Copy out the part of the data that opens with the line containing "indicate the man wearing" and runs through the end of the data, substituting "red pickup truck" for "white car" and keeping everything else the same.

* [Record extracts]:
• • • •
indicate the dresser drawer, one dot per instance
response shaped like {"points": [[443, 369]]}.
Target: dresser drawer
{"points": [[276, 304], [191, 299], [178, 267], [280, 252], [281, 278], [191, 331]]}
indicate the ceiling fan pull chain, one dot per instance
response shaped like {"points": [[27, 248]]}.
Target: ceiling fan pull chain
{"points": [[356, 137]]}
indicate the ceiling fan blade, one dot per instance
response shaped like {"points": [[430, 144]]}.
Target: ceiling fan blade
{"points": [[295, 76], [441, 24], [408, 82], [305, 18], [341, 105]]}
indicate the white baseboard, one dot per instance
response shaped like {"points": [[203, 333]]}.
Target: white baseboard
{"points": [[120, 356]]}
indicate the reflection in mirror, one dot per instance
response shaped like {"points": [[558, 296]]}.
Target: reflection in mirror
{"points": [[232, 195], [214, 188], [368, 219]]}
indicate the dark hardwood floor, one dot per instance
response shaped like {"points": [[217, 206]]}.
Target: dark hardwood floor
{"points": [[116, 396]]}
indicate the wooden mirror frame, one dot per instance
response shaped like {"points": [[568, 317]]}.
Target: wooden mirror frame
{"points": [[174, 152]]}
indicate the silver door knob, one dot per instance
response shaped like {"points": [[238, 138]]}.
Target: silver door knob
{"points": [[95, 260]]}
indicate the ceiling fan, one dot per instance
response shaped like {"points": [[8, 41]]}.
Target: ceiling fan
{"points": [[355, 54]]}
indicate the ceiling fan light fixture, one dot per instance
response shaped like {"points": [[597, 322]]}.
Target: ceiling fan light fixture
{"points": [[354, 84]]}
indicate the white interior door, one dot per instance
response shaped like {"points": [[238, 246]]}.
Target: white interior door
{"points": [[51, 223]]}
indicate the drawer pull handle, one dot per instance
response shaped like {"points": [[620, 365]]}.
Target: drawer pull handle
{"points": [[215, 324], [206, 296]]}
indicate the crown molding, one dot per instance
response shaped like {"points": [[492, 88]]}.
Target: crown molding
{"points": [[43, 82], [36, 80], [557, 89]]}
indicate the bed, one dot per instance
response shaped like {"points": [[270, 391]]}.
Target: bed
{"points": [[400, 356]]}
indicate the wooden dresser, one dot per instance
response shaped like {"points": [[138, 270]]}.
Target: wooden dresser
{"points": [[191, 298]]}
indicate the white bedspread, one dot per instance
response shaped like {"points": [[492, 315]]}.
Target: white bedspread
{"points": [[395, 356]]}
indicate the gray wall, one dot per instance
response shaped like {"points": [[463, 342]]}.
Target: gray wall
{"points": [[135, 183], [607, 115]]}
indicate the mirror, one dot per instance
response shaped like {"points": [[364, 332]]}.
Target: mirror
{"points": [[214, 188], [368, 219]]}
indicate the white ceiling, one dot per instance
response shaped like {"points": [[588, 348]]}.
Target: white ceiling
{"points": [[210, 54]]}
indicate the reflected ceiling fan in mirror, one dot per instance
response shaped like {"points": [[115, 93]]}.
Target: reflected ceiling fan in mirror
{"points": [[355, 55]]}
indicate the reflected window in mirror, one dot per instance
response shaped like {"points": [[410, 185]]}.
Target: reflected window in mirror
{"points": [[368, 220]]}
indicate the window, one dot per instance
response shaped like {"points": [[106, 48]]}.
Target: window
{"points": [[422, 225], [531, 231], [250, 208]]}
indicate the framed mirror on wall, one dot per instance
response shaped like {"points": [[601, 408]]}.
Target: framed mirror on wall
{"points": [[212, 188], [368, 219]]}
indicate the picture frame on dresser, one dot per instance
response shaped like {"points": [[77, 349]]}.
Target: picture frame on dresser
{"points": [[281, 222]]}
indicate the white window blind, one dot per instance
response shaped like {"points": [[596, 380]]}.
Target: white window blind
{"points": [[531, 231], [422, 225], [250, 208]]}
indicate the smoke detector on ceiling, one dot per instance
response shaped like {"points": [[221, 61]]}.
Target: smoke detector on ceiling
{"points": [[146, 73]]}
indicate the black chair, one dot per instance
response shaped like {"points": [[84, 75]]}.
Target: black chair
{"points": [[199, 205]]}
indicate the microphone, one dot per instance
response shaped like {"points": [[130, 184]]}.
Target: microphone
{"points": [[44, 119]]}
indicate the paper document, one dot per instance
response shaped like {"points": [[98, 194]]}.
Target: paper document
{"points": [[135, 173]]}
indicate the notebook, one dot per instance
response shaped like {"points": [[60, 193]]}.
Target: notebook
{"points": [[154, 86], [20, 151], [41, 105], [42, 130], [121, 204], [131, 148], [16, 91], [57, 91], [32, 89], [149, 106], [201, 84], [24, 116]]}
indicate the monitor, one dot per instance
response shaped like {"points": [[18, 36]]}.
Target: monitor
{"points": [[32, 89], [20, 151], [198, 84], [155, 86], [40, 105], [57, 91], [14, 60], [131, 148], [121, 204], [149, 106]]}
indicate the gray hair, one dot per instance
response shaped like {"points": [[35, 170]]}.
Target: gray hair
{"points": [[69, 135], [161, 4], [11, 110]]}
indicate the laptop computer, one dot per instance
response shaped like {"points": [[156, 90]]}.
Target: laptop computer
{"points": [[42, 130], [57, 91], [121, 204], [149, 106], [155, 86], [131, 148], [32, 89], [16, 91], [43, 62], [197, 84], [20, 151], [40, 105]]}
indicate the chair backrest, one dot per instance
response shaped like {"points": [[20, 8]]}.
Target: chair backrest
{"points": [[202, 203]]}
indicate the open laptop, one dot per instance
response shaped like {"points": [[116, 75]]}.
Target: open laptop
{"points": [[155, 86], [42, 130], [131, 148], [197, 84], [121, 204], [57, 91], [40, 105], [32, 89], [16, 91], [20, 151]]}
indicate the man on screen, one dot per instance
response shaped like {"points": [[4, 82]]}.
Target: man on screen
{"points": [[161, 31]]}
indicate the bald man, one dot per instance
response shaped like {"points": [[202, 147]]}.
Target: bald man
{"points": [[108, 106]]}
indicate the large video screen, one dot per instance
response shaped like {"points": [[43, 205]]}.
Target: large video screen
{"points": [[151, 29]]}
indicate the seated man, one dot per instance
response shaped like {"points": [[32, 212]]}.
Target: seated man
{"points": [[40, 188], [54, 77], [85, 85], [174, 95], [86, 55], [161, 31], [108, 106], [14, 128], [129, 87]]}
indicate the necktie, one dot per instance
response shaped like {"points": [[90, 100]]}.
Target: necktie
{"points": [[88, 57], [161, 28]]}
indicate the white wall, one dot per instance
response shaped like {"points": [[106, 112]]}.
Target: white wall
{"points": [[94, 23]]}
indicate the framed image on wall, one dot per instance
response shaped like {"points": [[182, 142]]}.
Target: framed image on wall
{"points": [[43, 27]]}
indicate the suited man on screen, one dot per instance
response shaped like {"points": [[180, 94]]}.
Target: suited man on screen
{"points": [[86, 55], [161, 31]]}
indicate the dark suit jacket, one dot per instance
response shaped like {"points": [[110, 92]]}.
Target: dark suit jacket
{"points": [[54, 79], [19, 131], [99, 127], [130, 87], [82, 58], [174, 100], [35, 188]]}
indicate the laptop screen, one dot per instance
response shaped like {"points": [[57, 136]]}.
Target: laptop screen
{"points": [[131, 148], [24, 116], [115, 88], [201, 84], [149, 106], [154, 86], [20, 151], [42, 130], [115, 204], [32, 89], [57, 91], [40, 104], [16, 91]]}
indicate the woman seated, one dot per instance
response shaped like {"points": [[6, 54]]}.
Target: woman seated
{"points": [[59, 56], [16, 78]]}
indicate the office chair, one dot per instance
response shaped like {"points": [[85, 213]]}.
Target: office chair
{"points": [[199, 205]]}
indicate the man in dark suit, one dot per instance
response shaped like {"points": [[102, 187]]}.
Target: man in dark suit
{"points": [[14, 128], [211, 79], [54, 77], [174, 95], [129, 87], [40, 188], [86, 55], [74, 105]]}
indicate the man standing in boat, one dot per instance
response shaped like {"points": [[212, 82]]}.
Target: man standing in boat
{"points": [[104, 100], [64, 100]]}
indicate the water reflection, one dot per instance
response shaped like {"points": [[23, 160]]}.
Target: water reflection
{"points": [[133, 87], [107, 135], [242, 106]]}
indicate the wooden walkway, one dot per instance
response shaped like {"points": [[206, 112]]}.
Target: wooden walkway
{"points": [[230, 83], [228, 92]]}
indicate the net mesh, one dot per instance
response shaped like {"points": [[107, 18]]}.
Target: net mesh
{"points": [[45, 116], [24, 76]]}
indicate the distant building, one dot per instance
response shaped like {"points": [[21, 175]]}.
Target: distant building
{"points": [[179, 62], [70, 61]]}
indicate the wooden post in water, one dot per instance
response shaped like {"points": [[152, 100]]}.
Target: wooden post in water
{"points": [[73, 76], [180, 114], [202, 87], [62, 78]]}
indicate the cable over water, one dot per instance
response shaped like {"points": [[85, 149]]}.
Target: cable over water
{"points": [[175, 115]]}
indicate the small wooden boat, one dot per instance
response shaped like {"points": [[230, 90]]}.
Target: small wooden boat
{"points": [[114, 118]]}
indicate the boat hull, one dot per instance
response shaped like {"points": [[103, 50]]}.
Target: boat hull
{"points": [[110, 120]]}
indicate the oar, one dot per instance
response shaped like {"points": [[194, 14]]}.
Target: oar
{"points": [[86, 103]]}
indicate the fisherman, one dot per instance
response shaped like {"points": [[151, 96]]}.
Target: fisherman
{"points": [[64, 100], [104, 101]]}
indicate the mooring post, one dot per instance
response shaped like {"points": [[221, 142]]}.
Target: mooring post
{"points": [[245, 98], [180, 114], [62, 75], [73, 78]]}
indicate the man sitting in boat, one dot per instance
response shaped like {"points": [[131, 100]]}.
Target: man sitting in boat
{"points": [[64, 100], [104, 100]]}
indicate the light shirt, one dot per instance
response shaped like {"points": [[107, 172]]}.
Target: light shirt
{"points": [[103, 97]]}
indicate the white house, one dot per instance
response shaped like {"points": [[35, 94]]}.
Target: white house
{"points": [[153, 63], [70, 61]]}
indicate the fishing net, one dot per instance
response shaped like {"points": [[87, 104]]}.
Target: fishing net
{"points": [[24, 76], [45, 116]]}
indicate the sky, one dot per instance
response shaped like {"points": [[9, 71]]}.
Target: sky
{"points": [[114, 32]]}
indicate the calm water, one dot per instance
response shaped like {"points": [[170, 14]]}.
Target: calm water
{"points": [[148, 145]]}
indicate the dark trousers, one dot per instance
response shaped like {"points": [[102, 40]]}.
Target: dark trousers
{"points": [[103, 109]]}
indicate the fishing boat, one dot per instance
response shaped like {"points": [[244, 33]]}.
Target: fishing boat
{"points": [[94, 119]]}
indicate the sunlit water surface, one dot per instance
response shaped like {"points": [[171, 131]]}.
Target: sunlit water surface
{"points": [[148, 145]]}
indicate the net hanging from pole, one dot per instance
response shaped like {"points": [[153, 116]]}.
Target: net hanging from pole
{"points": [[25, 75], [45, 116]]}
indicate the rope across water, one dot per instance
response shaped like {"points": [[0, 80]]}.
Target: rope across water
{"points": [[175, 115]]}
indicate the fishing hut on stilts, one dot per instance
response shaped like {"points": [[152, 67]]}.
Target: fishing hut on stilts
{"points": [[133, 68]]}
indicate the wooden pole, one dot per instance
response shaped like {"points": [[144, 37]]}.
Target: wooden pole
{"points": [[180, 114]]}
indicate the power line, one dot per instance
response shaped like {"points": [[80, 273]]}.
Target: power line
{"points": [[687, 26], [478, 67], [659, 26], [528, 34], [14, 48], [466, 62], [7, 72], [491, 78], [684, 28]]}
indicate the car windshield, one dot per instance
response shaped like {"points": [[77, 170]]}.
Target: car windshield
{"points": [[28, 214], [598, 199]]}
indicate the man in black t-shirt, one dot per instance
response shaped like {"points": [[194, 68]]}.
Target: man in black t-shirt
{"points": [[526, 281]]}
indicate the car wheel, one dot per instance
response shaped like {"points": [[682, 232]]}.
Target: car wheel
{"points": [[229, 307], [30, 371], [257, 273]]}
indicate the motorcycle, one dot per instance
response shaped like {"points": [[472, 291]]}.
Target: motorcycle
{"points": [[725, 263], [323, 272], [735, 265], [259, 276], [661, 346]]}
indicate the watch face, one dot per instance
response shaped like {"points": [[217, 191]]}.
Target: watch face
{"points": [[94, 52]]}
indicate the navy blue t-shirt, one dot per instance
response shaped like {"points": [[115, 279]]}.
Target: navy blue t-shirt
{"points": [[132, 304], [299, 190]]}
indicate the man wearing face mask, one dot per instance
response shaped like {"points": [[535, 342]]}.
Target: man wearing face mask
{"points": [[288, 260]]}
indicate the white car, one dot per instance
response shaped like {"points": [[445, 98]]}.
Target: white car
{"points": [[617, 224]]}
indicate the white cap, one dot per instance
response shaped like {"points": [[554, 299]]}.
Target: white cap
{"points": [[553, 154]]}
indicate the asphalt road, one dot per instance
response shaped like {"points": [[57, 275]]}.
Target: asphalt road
• • • •
* [Problem solution]:
indicate the man wearing face mask, one dot per instance
response shaped like {"points": [[535, 342]]}.
Target: man wearing face mask
{"points": [[288, 260]]}
indicate the red pickup truck, one dot per instance
response shaped like {"points": [[445, 98]]}.
Target: red pickup truck
{"points": [[617, 224]]}
indicate the white cap, one dot per instance
response shaped like {"points": [[554, 299]]}.
Target: white cap
{"points": [[553, 154]]}
indicate the asphalt road, one dot per instance
response shaped like {"points": [[57, 275]]}.
Target: asphalt road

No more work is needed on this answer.